### SELECTED TEXT
Live from Sydney to Vegas is the second video album by the Black Eyed Peas. It was released on November 23, 2006, by A&M Records, Interscope Records and will.i.am Music Group. Filmed during their world tour The Monkey Business Tour (2005–2006), its technology enables the viewers to switch back and forth between the October 3, 2005 show at the Sydney SuperDome and the June 3, 2005 show at the Hard Rock Hotel and Casino's The Joint.

Release
In the United States, Live from Sydney to Vegas was released on December 5, 2006, by A&M Records, Interscope Records and will.i.am Music Group. The DVD featured a technology which allowed its viewers, when watching performances of "Dum Diddly", "Don't Lie", "Where Is the Love?" and "Don't Phunk with My Heart" during the Sydney concert, to simultaneously see them during the Las Vegas concert by pressing "enter". In the United Kingdom, the Sydney concert premiered on 4Music on September 9, 2009. The concert's length was shortened to an hour, hence several tracks and explicit lyrics were omitted from the broadcast.

### EXTRACTED ENTRIES

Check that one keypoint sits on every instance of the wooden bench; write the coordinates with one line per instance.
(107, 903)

---

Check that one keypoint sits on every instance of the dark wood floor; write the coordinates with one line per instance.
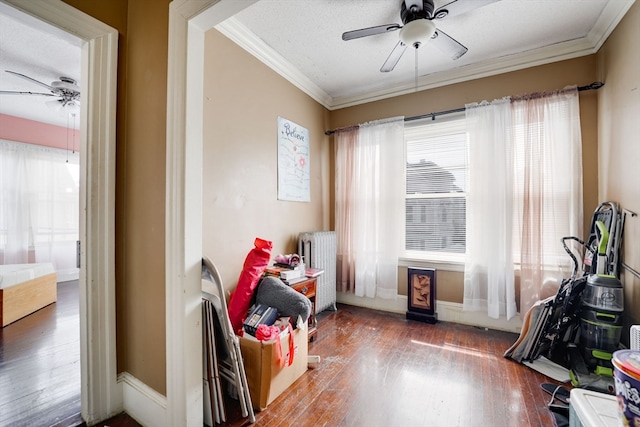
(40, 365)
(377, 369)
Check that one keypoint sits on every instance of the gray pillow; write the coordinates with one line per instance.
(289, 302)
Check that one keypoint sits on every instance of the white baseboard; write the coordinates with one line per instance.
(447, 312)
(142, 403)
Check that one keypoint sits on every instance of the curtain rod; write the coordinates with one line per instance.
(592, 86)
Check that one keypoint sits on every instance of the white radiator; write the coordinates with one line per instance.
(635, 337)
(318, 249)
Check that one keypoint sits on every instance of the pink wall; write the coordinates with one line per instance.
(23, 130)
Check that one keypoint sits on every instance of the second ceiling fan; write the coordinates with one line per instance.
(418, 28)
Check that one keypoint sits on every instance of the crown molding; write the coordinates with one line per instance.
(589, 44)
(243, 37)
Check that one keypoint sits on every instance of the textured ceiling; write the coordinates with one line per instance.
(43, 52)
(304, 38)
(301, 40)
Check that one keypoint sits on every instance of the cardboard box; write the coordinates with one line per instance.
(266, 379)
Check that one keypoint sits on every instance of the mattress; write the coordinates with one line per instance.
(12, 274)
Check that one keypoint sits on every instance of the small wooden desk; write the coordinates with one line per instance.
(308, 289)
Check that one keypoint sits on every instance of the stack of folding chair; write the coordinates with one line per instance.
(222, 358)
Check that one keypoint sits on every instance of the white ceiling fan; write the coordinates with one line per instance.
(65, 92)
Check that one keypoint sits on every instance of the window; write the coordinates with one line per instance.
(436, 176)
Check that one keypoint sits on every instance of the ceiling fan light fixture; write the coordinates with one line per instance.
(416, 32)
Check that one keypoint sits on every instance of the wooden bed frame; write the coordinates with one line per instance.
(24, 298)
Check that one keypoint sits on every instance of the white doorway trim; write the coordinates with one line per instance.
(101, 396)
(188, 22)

### LIST OF TASKS
**A)** Retype everything in the passage about Live from Sydney to Vegas from "Live from Sydney to Vegas is" down to "Casino's The Joint.".
**B)** Using the passage about Live from Sydney to Vegas, decide whether each statement agrees with it. Answer yes or no and quote the words that settle it.
(i) The Las Vegas show on the album was recorded at the Sydney SuperDome.
(ii) The 4Music broadcast of the Sydney concert was cut down to an hour.
(iii) Live from Sydney to Vegas is the first video album by the Black Eyed Peas.
**C)** Answer these questions from the passage about Live from Sydney to Vegas.
(i) During which tour was the album filmed?
(ii) On which channel did the Sydney concert premiere in the United Kingdom?
(iii) What do viewers press to see a Sydney performance during the Las Vegas concert?

### THE ANSWERS
**A)**
Live from Sydney to Vegas is the second video album by the Black Eyed Peas. It was released on November 23, 2006, by A&M Records, Interscope Records and will.i.am Music Group. Filmed during their world tour The Monkey Business Tour (2005–2006), its technology enables the viewers to switch back and forth between the October 3, 2005 show at the Sydney SuperDome and the June 3, 2005 show at the Hard Rock Hotel and Casino's The Joint.

**B)**
(i) No: "the June 3, 2005 show at the Hard Rock Hotel and Casino's The Joint"
(ii) Yes: "The concert's length was shortened to an hour"
(iii) No: "the second video album by the Black Eyed Peas"

**C)**
(i) The Monkey Business Tour (2005–2006)
(ii) 4Music
(iii) "enter"